- _Problem details_:
Copy the records below character for character.

- _Data shown_:
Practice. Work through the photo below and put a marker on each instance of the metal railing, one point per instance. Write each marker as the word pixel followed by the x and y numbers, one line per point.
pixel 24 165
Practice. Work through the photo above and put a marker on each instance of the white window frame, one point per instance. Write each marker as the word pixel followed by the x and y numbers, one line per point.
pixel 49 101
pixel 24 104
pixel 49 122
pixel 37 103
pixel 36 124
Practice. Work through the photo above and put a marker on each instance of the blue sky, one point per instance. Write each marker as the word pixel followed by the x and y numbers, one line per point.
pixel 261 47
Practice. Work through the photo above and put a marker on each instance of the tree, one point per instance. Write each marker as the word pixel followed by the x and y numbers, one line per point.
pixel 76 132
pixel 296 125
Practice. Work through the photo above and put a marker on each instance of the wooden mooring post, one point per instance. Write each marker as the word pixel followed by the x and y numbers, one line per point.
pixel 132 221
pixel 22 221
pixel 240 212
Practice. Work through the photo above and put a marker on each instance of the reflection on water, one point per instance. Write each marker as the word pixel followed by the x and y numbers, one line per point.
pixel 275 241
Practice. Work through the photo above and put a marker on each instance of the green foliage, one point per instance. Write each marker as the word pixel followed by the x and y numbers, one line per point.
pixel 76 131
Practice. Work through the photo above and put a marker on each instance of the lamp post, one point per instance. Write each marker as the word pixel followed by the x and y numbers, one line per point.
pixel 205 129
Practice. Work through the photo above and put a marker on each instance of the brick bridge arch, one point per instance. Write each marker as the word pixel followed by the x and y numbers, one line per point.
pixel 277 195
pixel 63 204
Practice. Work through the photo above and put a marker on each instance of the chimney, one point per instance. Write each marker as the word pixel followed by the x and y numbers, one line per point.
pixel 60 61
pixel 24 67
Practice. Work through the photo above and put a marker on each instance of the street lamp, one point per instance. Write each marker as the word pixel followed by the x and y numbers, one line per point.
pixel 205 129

- _Exercise result_:
Practice. Work through the photo below and put a marker on each instance of the metal railing, one point per instance. Write each marker as the word pixel followed by the x and y numbers, one line per point.
pixel 24 165
Practice. Work through the photo above and put a marker on each instance of the white window frame, one point per instance. Write each marker as the word pixel followed by the x and y numbers, one line per point.
pixel 49 101
pixel 24 104
pixel 49 122
pixel 37 103
pixel 36 124
Practice. Work through the photo above and put a marker on each instance of the blue sky, one point per instance. Write each marker as the word pixel followed by the x and y numbers, one line per point.
pixel 261 47
Practice. Work through the photo above and put a marker on each instance of the tree, one point per instance. Write each marker as the word pixel followed by the x and y numbers, one line per point.
pixel 76 132
pixel 296 125
Practice. Work through the photo above and put a marker on each instance of the wooden mooring post, one point per instance. Write each marker as the word pixel followed by the x and y numbers, one line per point.
pixel 132 221
pixel 22 221
pixel 240 212
Practice. Work through the photo above and put a marker on each instance of the reflection on water, one point per instance. Write each marker as the word pixel followed by the x and y numbers, one line per point.
pixel 275 241
Practice. Work through the photo above and put a marker on each instance of the green foliage, one point per instance. Write each marker as the word pixel followed by the x and y numbers, one line per point.
pixel 76 131
Practice. Work through the photo above and put a marker on each instance of the lamp post, one point per instance. Write each marker as the word pixel followed by the x and y numbers, one line per point.
pixel 205 129
Practice. Work through the photo above and put a marker on each instance of the brick bridge arch, one point per instance. Write each marker as the word pixel followed by the x and y numbers, one line per point.
pixel 277 195
pixel 63 204
Practice. Work through the photo above and put a marker on each instance of the chimney, one point per instance. Write each marker as the word pixel followed by the x and y numbers, one line per point.
pixel 60 61
pixel 24 67
Practice. Work through the photo above and put a marker on each instance of the street lamp, one point per instance. Write each marker as the word pixel followed by the x and y numbers, one line per point.
pixel 205 129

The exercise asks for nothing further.